WHAT THIS TASK INVOLVES :: Nothing in the records may be changed; reproduce all of them.

DATASET EXCERPTS ::
::::

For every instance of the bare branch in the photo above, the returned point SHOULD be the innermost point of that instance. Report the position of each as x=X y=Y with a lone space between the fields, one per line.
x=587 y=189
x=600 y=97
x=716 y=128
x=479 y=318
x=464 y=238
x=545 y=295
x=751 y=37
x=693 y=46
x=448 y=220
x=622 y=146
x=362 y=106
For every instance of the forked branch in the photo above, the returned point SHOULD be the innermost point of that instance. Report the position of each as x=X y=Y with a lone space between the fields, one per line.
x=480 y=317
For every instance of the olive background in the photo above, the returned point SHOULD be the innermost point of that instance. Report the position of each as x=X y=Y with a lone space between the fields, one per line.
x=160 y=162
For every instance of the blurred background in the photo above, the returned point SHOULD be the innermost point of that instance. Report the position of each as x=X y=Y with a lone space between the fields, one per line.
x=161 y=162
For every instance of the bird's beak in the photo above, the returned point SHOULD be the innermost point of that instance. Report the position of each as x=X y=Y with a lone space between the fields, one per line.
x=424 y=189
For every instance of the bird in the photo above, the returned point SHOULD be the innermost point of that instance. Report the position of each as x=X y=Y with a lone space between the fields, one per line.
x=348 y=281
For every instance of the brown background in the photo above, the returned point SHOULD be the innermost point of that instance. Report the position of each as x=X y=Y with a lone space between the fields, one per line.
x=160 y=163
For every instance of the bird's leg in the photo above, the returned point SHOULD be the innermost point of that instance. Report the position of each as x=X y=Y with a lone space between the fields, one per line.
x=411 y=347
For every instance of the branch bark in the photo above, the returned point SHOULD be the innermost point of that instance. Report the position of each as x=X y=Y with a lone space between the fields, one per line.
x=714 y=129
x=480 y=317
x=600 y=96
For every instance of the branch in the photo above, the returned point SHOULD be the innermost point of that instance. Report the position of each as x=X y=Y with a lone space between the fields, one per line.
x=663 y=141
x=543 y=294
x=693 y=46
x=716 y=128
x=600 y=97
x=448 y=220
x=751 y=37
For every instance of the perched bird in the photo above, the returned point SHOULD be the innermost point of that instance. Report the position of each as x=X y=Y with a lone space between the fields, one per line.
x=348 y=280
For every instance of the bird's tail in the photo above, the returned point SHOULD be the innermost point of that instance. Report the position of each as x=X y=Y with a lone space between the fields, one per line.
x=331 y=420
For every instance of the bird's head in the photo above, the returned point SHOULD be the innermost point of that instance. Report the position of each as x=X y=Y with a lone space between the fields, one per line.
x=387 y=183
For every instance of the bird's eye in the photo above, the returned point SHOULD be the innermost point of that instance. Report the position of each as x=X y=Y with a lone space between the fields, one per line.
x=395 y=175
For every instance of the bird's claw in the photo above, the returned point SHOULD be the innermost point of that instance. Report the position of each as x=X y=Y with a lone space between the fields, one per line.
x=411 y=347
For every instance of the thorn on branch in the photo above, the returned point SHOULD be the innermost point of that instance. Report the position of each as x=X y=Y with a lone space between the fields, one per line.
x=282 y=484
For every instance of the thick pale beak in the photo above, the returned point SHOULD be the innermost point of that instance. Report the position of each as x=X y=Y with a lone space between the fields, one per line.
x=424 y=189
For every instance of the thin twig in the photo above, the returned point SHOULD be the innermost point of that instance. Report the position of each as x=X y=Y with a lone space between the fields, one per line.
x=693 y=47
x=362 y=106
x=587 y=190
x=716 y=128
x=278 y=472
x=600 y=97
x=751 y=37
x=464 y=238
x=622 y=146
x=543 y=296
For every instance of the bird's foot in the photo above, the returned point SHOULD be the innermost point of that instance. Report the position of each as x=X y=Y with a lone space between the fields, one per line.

::::

RESPONSE FOR THIS EXERCISE ::
For every instance of the bare branch in the photo above, the returned point SHOULD be the innermost point of that instance. Report the position of each as x=X y=Y with a lone space between the fields, one per line.
x=587 y=189
x=600 y=97
x=716 y=128
x=479 y=318
x=464 y=238
x=545 y=295
x=751 y=37
x=693 y=46
x=448 y=220
x=622 y=146
x=362 y=106
For every instance of the forked branch in the photo above, the returned point SHOULD be the innermost point of that instance. Report the position of each as x=X y=Y with a lone space between the fields, one per line.
x=480 y=317
For every instance of the olive background in the photo above, the returned point SHOULD be the innermost point of that instance. Report the position of each as x=X y=Y with a lone space between the fields, one per line.
x=160 y=162
For every instance of the blurred background in the photo above, the returned point SHOULD be the innermost point of that instance. Report the position of each as x=X y=Y with a lone space between the fields, one per line.
x=161 y=162
For every instance of the bird's beak in the photo above, the returned point SHOULD be the innermost point of that instance. Report the position of each as x=X y=Y with a lone space between the fields, one per line.
x=424 y=189
For every instance of the bird in the photo above, the returned point SHOULD be the innermost point of that instance. Report the position of each as x=X y=Y with a lone space between the fields, one per line.
x=348 y=281
For every instance of the brown background in the photo above, the returned point SHOULD be the innermost point of that instance. Report the position of each as x=X y=Y with a lone space between the fields, one per line.
x=160 y=163
For every instance of the bird's leg in the photo above, the returned point SHOULD be the innermost point of that instance. Report the position of each as x=X y=Y with a lone space between the fields, one per line.
x=411 y=347
For every instance of the branch bark in the photo above, the returned point SHOULD be the innermost point of that instance. Report the position of each as x=X y=Y with a lone space between the fields, one per line.
x=714 y=129
x=480 y=317
x=600 y=96
For every instance of the branch in the photo above, the returned point SHOULD be the innermost point of that instance. Report the position of each as x=X y=Y with a lone space between the fields, one per line.
x=663 y=141
x=543 y=294
x=693 y=46
x=716 y=128
x=600 y=97
x=448 y=220
x=751 y=37
For every instance of the perched bird in the photo above, the returned point SHOULD be the innermost point of that instance. Report the position of each as x=X y=Y with a lone space between the fields, one per line.
x=348 y=280
For every instance of the bird's tail in the photo above, the returned point SHOULD be the innermost point of that instance. Report the position of each as x=X y=Y with a lone space between the fields, one per line.
x=331 y=420
For every instance of the bird's head in the photo above, the returned point SHOULD be the innermost point of that instance. Report the position of each as x=X y=Y with a lone space between the fields, one per line.
x=387 y=183
For every instance of the bird's eye in the photo above, the returned point SHOULD be the innermost point of that instance. Report the position of each as x=X y=Y with a lone space between the fields, one per line.
x=395 y=175
For every instance of the bird's claw in the photo above, the returned point SHOULD be the innermost point of that instance. Report the position of each as x=X y=Y with a lone space between the fields, one per line.
x=411 y=347
For every instance of the thorn on branch in the photo above, the returned point SHOULD be the innermost point of that instance. Report the position of each as x=X y=Y with a lone space between the fields, one per line.
x=282 y=484
For every instance of the thick pale beak in the photo above, the returned point SHOULD be the innermost point of that instance. Report the position of each as x=X y=Y with a lone space between the fields, one per line.
x=424 y=189
For every instance of the thin twig in the photo above, the returned point SHOULD be the innermost point of that instance. Report the position of each as x=X y=Y with a lone space between the fields, one per line.
x=693 y=47
x=362 y=106
x=587 y=190
x=716 y=128
x=278 y=472
x=600 y=97
x=751 y=37
x=464 y=238
x=622 y=146
x=543 y=296
For every instance of the bird's foot in the photo above, the returned point SHOULD be the innermost point of that instance. Report the position of each as x=X y=Y with a lone space between the fields, one per line.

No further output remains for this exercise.